• TASK INSTRUCTIONS:
Count the lines in the records below that contain the string "orange", treating uppercase and lowercase letters as different, and give only that number.
-- Start DATA EXCERPTS --
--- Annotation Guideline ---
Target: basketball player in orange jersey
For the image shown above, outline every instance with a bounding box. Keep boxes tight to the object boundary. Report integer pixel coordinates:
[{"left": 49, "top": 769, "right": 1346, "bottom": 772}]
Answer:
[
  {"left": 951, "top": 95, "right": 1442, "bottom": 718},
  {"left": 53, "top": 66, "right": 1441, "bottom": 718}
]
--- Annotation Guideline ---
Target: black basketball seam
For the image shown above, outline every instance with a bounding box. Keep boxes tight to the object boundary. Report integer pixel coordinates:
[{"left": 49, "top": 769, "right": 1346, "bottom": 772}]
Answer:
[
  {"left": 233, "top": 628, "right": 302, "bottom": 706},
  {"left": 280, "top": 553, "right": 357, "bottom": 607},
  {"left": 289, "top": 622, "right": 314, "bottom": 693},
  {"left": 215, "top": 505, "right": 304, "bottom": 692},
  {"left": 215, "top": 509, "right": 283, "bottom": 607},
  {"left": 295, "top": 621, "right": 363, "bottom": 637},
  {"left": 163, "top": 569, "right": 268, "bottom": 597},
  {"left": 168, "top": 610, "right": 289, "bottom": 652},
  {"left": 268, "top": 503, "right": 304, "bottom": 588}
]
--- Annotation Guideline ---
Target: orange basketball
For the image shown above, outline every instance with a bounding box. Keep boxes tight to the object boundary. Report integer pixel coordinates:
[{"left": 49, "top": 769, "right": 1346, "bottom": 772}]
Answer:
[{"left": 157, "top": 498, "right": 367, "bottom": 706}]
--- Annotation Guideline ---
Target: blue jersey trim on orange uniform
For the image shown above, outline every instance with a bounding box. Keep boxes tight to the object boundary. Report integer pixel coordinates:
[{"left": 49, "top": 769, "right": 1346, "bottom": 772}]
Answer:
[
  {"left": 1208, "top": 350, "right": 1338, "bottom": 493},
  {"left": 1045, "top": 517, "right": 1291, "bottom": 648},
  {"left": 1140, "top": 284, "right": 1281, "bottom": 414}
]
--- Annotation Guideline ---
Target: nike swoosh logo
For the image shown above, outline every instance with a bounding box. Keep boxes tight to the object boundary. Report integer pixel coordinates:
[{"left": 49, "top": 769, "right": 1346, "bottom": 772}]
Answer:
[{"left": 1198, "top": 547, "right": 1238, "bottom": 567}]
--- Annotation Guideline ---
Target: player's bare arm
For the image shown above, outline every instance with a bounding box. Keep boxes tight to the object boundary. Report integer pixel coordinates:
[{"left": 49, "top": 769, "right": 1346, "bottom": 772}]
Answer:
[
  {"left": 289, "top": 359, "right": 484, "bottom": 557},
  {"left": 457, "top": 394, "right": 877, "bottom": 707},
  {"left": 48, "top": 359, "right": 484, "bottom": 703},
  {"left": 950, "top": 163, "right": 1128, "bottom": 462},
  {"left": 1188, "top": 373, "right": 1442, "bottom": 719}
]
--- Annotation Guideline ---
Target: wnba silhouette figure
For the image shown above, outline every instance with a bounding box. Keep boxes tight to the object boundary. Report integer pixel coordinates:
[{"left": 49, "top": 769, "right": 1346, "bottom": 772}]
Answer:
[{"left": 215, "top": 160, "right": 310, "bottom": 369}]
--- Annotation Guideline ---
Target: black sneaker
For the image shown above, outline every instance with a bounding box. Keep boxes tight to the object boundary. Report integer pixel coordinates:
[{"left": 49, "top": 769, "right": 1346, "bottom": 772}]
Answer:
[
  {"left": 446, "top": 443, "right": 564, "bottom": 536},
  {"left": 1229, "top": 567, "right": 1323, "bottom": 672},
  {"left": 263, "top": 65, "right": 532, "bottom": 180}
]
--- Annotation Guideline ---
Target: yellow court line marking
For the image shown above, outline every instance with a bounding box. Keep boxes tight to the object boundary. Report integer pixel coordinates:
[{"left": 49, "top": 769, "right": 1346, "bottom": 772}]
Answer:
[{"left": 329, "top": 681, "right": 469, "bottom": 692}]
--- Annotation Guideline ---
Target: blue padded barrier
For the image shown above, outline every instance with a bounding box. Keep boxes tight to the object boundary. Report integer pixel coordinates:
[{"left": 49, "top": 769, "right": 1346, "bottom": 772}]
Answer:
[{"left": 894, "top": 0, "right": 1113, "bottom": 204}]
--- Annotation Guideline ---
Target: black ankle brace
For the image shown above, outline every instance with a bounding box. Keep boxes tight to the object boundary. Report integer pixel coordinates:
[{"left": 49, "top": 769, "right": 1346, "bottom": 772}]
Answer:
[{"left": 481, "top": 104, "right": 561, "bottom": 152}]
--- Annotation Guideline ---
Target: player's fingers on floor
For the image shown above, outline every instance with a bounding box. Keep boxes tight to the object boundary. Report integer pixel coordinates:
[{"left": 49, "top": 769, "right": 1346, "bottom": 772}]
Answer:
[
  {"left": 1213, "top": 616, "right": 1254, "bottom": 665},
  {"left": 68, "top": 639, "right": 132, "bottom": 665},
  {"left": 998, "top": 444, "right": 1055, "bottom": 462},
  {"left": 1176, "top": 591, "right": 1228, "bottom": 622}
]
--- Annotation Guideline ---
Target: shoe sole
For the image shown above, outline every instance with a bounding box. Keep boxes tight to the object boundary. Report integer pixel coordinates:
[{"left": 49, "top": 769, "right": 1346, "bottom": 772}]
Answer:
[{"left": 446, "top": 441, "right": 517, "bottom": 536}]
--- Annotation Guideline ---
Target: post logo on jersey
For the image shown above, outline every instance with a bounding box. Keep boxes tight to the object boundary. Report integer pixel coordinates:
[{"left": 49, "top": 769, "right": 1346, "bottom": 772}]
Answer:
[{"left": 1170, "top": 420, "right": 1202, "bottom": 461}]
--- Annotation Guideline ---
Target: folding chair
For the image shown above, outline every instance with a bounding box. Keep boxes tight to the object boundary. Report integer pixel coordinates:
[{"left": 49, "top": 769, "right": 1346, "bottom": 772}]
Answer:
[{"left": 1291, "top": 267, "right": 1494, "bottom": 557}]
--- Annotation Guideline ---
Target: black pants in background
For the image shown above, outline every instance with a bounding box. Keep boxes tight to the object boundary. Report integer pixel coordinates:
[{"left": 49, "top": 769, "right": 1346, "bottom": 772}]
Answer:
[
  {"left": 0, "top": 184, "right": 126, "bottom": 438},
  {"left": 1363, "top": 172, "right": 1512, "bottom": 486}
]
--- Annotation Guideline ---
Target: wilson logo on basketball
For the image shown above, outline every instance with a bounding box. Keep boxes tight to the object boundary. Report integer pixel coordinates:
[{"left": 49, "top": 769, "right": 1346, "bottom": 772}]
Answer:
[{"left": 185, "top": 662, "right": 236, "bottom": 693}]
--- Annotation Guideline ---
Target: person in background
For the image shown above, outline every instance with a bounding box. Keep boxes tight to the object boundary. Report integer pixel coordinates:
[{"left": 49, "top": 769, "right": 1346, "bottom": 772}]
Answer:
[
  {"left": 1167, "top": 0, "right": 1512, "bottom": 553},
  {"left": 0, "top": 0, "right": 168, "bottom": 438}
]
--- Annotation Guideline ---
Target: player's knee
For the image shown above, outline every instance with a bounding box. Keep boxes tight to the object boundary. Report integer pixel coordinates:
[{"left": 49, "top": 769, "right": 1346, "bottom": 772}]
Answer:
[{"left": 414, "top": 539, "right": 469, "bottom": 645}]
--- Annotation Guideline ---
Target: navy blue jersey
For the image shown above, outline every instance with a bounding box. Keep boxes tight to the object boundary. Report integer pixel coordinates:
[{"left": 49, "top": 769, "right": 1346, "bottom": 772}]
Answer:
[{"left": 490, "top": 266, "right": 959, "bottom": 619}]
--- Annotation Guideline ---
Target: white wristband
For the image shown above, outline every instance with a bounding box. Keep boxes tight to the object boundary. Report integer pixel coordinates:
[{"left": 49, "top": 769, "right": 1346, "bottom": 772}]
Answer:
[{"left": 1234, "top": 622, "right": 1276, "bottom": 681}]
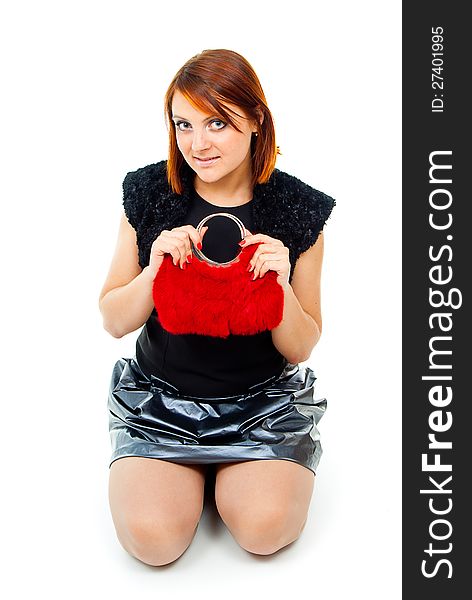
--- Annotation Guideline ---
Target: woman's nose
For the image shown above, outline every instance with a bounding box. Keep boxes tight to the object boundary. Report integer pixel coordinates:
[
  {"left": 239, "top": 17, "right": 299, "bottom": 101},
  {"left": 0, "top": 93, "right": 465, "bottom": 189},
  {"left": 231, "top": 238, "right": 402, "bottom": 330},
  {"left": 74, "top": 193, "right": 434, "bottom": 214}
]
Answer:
[{"left": 192, "top": 129, "right": 210, "bottom": 152}]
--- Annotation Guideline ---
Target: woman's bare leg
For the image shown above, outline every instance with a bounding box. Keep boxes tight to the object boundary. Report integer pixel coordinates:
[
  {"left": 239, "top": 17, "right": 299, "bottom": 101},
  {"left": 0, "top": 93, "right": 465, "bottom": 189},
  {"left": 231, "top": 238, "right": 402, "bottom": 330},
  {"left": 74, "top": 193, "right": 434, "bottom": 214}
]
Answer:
[
  {"left": 109, "top": 456, "right": 206, "bottom": 566},
  {"left": 215, "top": 459, "right": 315, "bottom": 554}
]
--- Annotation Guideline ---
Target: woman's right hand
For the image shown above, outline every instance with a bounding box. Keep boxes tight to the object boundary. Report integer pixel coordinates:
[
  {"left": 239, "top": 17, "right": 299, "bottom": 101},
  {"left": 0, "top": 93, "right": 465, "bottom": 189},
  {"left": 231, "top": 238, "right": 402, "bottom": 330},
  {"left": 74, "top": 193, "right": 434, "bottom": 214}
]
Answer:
[{"left": 149, "top": 225, "right": 208, "bottom": 277}]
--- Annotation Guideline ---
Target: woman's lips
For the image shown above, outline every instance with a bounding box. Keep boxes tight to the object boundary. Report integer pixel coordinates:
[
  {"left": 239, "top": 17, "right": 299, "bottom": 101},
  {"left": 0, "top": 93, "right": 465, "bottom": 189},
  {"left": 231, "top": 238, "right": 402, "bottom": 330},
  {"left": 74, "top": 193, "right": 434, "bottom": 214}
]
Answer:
[{"left": 193, "top": 156, "right": 220, "bottom": 167}]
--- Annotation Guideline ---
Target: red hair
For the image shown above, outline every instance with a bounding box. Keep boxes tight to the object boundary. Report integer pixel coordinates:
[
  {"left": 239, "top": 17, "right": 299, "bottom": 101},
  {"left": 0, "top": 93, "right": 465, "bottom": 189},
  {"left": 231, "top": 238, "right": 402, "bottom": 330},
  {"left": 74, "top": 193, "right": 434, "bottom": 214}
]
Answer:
[{"left": 164, "top": 50, "right": 280, "bottom": 194}]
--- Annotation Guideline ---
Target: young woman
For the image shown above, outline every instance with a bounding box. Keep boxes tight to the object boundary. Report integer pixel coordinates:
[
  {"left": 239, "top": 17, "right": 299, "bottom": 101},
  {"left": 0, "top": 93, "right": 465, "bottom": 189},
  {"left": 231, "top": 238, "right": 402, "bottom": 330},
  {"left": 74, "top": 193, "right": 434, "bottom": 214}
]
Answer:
[{"left": 100, "top": 50, "right": 335, "bottom": 566}]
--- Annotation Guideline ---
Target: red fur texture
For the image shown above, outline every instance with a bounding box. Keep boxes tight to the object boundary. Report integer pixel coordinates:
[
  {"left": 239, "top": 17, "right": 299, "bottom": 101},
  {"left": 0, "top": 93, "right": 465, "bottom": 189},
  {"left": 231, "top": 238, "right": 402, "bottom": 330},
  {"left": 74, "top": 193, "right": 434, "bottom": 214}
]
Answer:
[{"left": 152, "top": 244, "right": 284, "bottom": 338}]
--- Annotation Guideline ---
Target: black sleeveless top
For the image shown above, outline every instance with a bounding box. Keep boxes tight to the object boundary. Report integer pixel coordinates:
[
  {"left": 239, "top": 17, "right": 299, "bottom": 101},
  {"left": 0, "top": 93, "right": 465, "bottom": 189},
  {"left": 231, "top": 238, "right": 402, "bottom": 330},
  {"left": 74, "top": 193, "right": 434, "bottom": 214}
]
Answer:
[{"left": 136, "top": 185, "right": 287, "bottom": 396}]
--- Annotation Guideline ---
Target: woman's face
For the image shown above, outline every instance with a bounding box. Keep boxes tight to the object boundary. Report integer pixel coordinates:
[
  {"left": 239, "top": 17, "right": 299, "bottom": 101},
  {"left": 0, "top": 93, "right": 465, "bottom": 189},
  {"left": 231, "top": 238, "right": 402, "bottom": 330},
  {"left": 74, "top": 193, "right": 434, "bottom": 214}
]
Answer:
[{"left": 172, "top": 91, "right": 257, "bottom": 183}]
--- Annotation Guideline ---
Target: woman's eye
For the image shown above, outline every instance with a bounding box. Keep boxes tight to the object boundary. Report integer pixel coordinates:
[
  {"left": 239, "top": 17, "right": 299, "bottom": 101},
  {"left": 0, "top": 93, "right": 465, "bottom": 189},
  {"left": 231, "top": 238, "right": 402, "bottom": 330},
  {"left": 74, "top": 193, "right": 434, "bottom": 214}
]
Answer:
[
  {"left": 175, "top": 121, "right": 190, "bottom": 131},
  {"left": 211, "top": 119, "right": 226, "bottom": 129}
]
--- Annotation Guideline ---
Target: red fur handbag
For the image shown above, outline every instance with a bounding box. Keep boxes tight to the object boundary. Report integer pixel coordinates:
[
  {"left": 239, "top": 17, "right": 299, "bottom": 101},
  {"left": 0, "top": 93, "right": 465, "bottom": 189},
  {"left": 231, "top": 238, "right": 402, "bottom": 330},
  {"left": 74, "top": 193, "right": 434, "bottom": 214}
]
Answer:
[{"left": 152, "top": 213, "right": 284, "bottom": 338}]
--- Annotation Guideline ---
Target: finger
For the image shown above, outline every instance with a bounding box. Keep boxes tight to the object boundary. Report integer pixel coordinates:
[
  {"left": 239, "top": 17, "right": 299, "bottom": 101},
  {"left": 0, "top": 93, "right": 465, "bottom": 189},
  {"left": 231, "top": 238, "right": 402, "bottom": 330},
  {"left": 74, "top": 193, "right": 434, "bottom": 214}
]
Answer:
[
  {"left": 177, "top": 225, "right": 208, "bottom": 252},
  {"left": 252, "top": 259, "right": 285, "bottom": 281},
  {"left": 163, "top": 229, "right": 193, "bottom": 268},
  {"left": 248, "top": 244, "right": 283, "bottom": 272}
]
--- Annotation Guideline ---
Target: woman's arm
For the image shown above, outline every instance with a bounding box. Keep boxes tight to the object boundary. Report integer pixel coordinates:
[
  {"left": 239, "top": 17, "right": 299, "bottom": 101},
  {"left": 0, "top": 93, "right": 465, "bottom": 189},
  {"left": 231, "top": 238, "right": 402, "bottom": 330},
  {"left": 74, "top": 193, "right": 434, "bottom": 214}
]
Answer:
[
  {"left": 272, "top": 232, "right": 324, "bottom": 364},
  {"left": 99, "top": 214, "right": 154, "bottom": 338}
]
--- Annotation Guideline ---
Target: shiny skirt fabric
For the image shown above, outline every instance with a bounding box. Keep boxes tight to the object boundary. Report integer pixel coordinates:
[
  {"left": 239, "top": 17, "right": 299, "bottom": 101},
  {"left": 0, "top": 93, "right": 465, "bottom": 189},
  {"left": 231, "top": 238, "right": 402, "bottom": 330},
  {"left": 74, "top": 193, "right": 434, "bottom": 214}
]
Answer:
[{"left": 108, "top": 358, "right": 326, "bottom": 472}]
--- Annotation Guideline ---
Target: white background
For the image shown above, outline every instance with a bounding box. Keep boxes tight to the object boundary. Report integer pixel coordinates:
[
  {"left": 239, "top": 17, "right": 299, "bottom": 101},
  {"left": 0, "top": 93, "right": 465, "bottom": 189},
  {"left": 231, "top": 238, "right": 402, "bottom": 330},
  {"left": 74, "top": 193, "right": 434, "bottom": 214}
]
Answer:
[{"left": 0, "top": 0, "right": 401, "bottom": 600}]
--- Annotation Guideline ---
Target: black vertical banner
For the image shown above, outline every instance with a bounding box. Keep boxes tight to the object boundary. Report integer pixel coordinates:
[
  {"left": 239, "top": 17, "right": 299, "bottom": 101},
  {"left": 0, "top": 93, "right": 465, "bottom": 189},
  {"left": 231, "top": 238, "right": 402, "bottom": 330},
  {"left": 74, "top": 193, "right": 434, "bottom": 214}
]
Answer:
[{"left": 402, "top": 1, "right": 472, "bottom": 600}]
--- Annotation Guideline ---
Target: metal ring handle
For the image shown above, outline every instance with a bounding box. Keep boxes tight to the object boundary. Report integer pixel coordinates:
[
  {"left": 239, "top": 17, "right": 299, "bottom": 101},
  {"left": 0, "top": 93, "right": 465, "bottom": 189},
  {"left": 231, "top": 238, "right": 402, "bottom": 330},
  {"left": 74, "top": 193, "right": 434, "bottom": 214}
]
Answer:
[{"left": 192, "top": 212, "right": 245, "bottom": 265}]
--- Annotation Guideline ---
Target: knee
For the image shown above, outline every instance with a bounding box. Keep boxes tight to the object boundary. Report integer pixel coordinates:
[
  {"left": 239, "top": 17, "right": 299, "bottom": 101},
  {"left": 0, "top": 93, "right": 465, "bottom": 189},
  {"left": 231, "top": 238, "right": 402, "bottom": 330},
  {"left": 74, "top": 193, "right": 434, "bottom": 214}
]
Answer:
[
  {"left": 118, "top": 508, "right": 199, "bottom": 567},
  {"left": 219, "top": 506, "right": 303, "bottom": 555}
]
-- End DATA EXCERPTS --
• WRITTEN RESPONSE:
3